-- Start Selected extract --

Single by Mansun

from the album Attack of the Grey Lantern
- Released: 9 September 1996 (UK) 23 October 1996 (Japan)
- Recorded: 1996
- Genre: Pop
- Length: 4:10
- Label: Parlophone
- Songwriter: Paul Draper

Mansun singles chronology
| ""Take It Easy Chicken" (Two EP)" (1996) | "Stripper Vicar (Three EP)" (1996) | "Wide Open Space" (1996) |

= Stripper Vicar =

"Stripper Vicar" is a song by Chester rock band Mansun released in 1996. It was the lead track of Three EP and was the band's fifth release overall. The single was the group's first with the group's new drummer, Andie Rathbone.
The EP became Mansun's first top twenty hit peaking at #19 on the UK Singles Chart.
Three EP was released on Two CDs, and 7" Vinyl. "Stripper Vicar" and "An Open Letter To The Lyrical Trainspotter" were included on the group's début album, though the single was left off US editions.

In Japan the majority of the Three EP was compiled with three tracks from the group's earlier Two EP release under the title Special Mini Album (Japan Only EP).

-- End Selected extract --
-- Start Supplied information --

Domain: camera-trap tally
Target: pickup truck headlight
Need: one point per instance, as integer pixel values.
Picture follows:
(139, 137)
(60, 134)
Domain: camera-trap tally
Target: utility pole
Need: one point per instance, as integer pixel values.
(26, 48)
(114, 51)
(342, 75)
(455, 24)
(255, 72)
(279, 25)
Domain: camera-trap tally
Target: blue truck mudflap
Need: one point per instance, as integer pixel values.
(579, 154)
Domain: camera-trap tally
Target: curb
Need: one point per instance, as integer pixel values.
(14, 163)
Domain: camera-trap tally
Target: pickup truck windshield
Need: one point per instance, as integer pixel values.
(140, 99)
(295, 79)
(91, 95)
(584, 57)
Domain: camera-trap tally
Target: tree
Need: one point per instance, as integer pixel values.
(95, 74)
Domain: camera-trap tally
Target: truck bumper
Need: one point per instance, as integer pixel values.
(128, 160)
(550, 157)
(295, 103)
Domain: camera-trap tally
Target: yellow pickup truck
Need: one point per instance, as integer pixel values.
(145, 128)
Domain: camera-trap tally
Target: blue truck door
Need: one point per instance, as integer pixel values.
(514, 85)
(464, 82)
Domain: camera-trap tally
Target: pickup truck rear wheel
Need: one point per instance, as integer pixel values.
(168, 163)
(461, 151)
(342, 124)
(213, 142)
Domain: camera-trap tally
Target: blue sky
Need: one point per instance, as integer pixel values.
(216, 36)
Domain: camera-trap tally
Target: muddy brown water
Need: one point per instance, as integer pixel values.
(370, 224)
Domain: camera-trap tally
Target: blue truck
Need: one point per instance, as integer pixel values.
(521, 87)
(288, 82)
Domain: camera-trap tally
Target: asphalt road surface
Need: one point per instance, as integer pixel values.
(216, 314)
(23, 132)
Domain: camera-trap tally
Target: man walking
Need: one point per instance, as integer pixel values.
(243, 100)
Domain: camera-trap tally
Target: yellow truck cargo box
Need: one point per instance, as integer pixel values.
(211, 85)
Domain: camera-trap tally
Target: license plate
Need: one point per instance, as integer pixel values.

-- End Supplied information --

■ **Task objective**:
Repeat the text on "Stripper Vicar" starting with "- Recorded: 1996" and going on through "off US editions.", but swap "drummer" for "percussionist".

■ **The output**:
- Recorded: 1996
- Genre: Pop
- Length: 4:10
- Label: Parlophone
- Songwriter: Paul Draper

Mansun singles chronology
| ""Take It Easy Chicken" (Two EP)" (1996) | "Stripper Vicar (Three EP)" (1996) | "Wide Open Space" (1996) |

= Stripper Vicar =

"Stripper Vicar" is a song by Chester rock band Mansun released in 1996. It was the lead track of Three EP and was the band's fifth release overall. The single was the group's first with the group's new percussionist, Andie Rathbone.
The EP became Mansun's first top twenty hit peaking at #19 on the UK Singles Chart.
Three EP was released on Two CDs, and 7" Vinyl. "Stripper Vicar" and "An Open Letter To The Lyrical Trainspotter" were included on the group's début album, though the single was left off US editions.